** START Rows **
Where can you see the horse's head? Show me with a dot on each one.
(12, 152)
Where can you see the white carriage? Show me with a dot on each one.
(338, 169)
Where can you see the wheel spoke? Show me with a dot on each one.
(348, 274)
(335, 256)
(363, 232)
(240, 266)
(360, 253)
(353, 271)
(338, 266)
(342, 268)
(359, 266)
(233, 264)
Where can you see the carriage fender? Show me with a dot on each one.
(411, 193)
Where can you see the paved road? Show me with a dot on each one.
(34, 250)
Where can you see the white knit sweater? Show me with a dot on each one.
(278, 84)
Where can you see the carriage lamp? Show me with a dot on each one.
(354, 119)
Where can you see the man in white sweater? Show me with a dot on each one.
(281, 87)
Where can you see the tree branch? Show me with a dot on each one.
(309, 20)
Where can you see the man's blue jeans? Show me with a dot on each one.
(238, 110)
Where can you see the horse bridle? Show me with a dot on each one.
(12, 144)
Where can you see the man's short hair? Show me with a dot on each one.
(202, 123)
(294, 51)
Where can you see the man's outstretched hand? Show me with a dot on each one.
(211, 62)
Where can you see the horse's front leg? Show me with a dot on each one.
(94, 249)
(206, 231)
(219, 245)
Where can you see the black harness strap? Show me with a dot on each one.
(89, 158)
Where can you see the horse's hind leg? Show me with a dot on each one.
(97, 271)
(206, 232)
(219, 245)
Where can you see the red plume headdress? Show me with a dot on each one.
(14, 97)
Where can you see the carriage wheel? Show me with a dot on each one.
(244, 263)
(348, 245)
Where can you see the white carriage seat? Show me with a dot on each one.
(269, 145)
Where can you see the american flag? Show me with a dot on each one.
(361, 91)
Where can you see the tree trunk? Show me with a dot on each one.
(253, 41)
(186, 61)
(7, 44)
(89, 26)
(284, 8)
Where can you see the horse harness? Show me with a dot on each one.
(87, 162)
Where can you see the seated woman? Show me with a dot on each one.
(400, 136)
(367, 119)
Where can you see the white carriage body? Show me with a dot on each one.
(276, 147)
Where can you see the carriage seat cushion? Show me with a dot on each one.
** END Rows **
What the task asks
Reproduce every one of the items above precisely, line by line, without altering anything.

Final answer
Where can you see the horse's head? Show me with a dot on each one.
(12, 152)
Where can you see the white carriage? Show me with a dot on each one.
(338, 169)
Where can you see the wheel spoke? Show me with a dot on each one.
(348, 274)
(335, 256)
(363, 232)
(240, 266)
(360, 253)
(353, 271)
(338, 266)
(342, 268)
(359, 266)
(233, 264)
Where can you see the carriage fender? Show me with a dot on each one.
(411, 193)
Where can you see the paved road? Show me with a dot on each one.
(34, 250)
Where can you see the white knit sweater? Show me with a dot on each one.
(278, 84)
Where can you see the carriage lamp? Show me with a dot on each one.
(354, 119)
Where can you see the man in white sweater? Show me with a dot on each one.
(281, 87)
Where can you see the tree branch? Show me with a dot on each one.
(309, 20)
Where can you see the man's blue jeans? Show me with a dot on each one.
(238, 110)
Where can you see the horse bridle? Show me with a dot on each one.
(12, 144)
Where can you see the man's short hair? Show me with a dot on each one.
(202, 123)
(294, 51)
Where can you see the man's outstretched hand? Show me with a dot on each one.
(211, 62)
Where can you see the horse's front leg? Show me with a dot on each one.
(94, 249)
(206, 231)
(219, 245)
Where can you see the black harness strap? Show me with a dot on each one.
(89, 158)
Where can you see the horse's hind leg? Show me with a dot on each one.
(97, 271)
(206, 232)
(219, 245)
Where can you see the red plume headdress? Show me with a dot on each one.
(14, 97)
Where can you see the carriage wheel? Show me with a dot on each one.
(244, 263)
(348, 245)
Where can you see the white carriage seat? Show me with a dot on each one.
(269, 145)
Where can you see the american flag? Show me with a dot on each one.
(361, 91)
Where can you see the tree trunk? Show me with a dot on each one.
(253, 41)
(186, 61)
(7, 44)
(89, 26)
(284, 8)
Where can you see the horse harness? Show me with a dot on each one.
(87, 162)
Where can you see the seated woman? Show me with a dot on each one.
(400, 136)
(367, 119)
Where can you see the white carriage body? Show me with a dot on each one.
(276, 147)
Where can you see the carriage seat cushion? Show me with a dot on each one.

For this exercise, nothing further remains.